> _Supplied passage_
—————

Noah Triplett

FOCUS
Although great strides have been made in developing effective treatments for youth mental health problems, they are often not implemented in real-world settings. Noah aims to engage patients, mental health care providers, and policymakers to develop and refine solutions for increasing access to evidence-based mental health care in the U.S. and abroad. By examining various ways in which stakeholder perspectives are included in the research process, his research has the potential to generate acceptable and scalable solutions for increasing access to high-quality mental health care and improving health equity worldwide.

MORE ABOUT NOAH
Growing up in a rural area of North Carolina, Noah has seen the realities of health, social, and educational inequity firsthand. As a first-generation college graduate, he is committed to using his education to improve health equity by conducting research and advocacy that centers the needs of typically overlooked communities.

DISSERTATION GRANT AWARDEE — FALL 2021
Applying Human-Centered Design to Maximize Acceptability, Feasibility, and Usability of Mobile Technology Supervision in Kenya: A Mixed Methods Pilot Study

The potential promise of task-shifting to reduce the mental health treatment gap goes unrealized without empirical guidance on scalable and sustainable methods to supervise lay counselors. This project utilizes human-centered design techniques to gain lay counselor and supervisor perspectives and redesign supervision processes to leverage mobile technology as a potentially sustainable and scalable alternative to in-person supervision. The redesigned supervision processes are tested in a pilot trial that examines the acceptability, feasibility, usability, and perceived effectiveness of mobile technology supervision.

—————

> _Recorded information_
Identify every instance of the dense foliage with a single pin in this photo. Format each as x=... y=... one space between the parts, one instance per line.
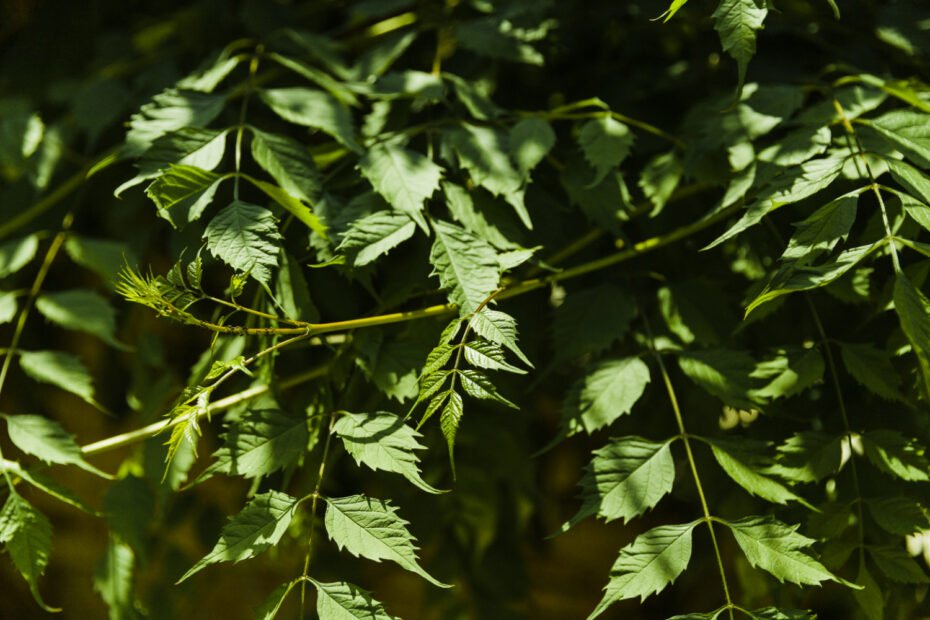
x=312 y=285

—————

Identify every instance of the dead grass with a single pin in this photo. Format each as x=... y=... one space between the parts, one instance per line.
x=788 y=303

—————

> _Requirement A_
According to the Noah Triplett profile, where did Noah grow up?
> _Requirement B_
Quote the Noah Triplett profile word for word, beginning at the words "The potential promise" and stopping after "mobile technology supervision.".
> _Requirement C_
Summarize the Noah Triplett profile in two sentences.
The lines have nothing to do with the Noah Triplett profile.

> _Exercise answer A_
In a rural area of North Carolina.

> _Exercise answer B_
The potential promise of task-shifting to reduce the mental health treatment gap goes unrealized without empirical guidance on scalable and sustainable methods to supervise lay counselors. This project utilizes human-centered design techniques to gain lay counselor and supervisor perspectives and redesign supervision processes to leverage mobile technology as a potentially sustainable and scalable alternative to in-person supervision. The redesigned supervision processes are tested in a pilot trial that examines the acceptability, feasibility, usability, and perceived effectiveness of mobile technology supervision.

> _Exercise answer C_
Because effective treatments for youth mental health problems are often not implemented in real-world settings, Noah Triplett aims to work with patients, mental health care providers, and policymakers to develop and refine solutions for increasing access to evidence-based mental health care in the U.S. and abroad. His Fall 2021 dissertation grant project in Kenya uses human-centered design to gather lay counselor and supervisor perspectives and redesign supervision around mobile technology, then tests that approach in a pilot trial.